• **TASK TO CARRY OUT**: Please work out how many lines in the data below contain "building", and reply with that number alone.

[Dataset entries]
———

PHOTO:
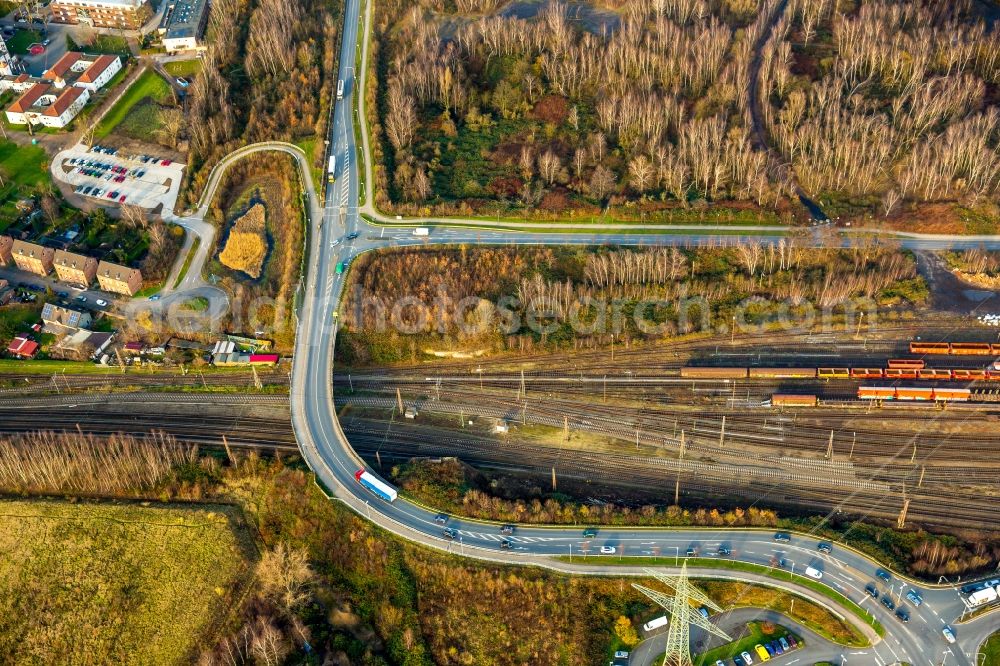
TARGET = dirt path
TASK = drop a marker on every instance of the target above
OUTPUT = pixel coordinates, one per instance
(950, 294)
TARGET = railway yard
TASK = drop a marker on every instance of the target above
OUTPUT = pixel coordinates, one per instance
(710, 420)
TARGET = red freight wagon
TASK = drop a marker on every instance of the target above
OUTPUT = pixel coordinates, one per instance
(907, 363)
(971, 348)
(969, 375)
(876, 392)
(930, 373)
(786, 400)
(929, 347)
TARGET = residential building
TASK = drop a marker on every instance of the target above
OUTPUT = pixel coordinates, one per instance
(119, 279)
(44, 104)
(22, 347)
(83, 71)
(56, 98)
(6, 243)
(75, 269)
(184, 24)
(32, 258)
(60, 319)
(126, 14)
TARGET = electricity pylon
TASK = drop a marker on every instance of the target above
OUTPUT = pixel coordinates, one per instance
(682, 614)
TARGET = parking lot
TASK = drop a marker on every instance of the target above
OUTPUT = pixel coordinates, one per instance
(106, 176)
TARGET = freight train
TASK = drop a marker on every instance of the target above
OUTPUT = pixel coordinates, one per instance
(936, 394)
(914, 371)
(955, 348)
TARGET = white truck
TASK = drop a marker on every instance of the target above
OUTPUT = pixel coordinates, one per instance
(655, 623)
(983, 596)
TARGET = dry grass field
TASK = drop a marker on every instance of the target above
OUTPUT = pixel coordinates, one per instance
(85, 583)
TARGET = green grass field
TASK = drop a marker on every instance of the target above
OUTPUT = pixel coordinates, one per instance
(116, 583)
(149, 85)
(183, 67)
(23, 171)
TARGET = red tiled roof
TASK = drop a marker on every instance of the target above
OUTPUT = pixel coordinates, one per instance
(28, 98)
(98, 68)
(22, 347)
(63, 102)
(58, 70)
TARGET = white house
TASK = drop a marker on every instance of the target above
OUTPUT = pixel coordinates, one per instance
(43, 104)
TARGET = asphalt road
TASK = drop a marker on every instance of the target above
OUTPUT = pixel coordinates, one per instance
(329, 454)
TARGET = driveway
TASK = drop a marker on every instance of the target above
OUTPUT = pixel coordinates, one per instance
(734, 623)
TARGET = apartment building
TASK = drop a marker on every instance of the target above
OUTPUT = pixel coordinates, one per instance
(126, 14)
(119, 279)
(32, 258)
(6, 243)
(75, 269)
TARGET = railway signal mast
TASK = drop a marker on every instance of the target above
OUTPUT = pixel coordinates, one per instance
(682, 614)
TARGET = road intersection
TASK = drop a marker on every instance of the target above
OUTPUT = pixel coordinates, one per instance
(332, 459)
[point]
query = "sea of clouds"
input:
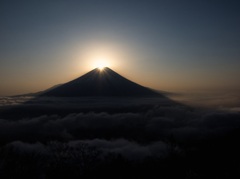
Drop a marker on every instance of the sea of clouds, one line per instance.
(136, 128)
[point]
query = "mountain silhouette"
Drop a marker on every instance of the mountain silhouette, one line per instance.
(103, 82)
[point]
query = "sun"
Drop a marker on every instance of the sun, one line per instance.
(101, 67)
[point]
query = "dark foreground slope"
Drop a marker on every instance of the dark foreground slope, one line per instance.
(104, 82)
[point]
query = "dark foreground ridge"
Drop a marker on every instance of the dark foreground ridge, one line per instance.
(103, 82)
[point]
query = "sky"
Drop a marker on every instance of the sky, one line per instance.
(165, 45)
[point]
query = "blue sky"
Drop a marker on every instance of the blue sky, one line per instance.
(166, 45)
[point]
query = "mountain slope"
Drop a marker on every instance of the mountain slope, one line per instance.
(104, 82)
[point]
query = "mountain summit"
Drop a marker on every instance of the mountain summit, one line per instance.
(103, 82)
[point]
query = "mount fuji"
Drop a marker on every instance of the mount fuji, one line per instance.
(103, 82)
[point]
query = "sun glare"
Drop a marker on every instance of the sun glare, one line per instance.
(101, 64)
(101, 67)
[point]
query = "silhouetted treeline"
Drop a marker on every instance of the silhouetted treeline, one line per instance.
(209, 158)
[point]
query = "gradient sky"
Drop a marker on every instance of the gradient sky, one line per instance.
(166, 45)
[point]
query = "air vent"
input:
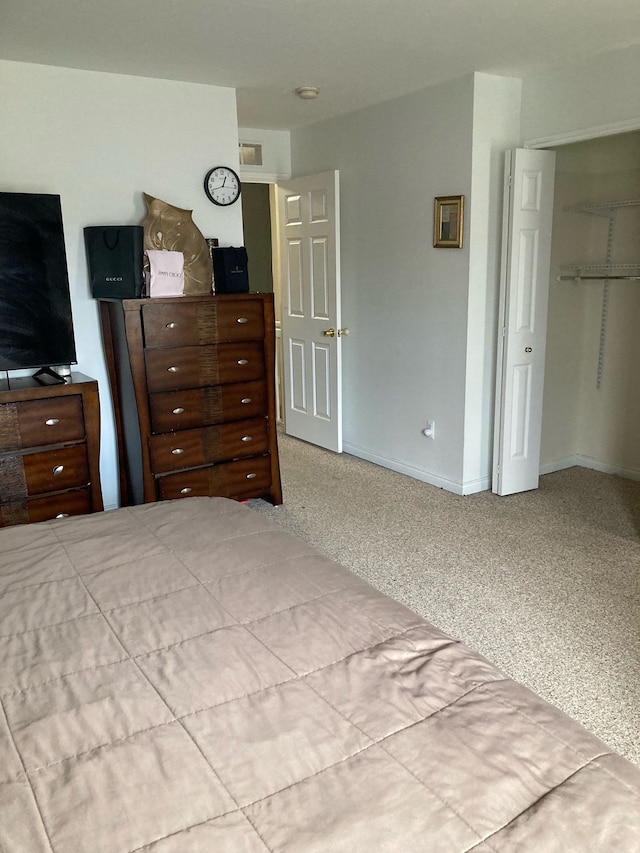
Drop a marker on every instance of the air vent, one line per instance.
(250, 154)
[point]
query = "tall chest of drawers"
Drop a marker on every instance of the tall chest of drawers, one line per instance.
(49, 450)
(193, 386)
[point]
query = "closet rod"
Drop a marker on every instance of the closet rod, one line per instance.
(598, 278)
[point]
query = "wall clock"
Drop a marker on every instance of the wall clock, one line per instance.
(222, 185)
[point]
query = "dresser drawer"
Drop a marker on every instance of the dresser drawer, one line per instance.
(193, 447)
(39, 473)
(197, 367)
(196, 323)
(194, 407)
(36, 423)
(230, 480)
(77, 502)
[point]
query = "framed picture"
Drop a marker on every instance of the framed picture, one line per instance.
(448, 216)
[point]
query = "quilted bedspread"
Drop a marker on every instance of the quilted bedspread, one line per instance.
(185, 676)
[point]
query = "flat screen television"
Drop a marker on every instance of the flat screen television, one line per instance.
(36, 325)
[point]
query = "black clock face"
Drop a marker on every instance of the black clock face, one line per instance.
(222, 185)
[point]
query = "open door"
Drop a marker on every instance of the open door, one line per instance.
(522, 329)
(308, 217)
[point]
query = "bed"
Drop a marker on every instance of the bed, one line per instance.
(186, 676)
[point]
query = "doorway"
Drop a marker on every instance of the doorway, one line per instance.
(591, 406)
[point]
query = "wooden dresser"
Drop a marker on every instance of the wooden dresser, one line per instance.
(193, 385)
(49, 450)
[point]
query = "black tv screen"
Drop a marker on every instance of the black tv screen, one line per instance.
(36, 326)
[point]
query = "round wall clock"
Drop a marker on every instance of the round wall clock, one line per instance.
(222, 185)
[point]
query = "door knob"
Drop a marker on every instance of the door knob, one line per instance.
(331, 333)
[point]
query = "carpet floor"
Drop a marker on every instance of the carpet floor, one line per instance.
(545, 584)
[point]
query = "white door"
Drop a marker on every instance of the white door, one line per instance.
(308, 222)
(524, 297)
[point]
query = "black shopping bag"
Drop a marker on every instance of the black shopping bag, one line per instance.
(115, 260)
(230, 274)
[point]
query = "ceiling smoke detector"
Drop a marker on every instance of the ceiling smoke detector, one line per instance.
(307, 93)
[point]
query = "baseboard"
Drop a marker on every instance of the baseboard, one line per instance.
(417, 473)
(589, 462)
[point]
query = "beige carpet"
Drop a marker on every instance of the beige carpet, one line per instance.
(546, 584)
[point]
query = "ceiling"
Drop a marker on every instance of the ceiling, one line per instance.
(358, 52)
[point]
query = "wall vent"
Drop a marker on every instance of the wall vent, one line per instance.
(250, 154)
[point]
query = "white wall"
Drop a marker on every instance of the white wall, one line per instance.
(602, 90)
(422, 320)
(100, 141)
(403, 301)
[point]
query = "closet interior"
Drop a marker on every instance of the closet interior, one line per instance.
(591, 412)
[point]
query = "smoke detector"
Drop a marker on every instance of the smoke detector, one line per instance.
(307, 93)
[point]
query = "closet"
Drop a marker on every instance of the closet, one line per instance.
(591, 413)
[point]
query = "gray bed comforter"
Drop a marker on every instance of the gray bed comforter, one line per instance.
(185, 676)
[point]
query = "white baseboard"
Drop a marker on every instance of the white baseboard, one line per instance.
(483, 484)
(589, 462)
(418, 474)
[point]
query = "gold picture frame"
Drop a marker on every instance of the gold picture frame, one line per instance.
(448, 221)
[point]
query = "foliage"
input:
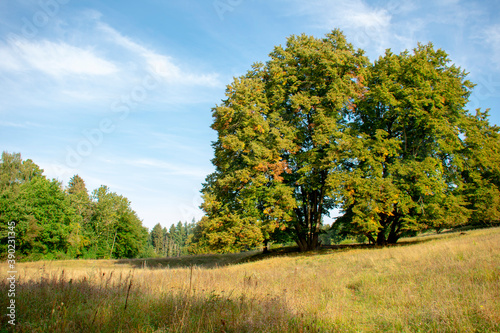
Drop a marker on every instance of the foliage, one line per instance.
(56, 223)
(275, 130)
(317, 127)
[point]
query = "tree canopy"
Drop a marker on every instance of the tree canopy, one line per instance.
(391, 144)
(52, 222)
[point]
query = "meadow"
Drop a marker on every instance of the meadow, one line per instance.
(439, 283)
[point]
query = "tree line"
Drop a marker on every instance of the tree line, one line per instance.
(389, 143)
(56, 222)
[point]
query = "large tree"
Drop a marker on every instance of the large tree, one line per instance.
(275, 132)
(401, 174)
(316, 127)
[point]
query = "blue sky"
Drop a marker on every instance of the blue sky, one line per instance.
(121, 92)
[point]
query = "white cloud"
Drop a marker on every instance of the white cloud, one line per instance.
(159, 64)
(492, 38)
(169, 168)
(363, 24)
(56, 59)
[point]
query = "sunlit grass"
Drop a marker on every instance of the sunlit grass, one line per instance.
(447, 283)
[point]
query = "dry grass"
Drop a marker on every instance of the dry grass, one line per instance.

———

• **TASK RESPONSE**: 2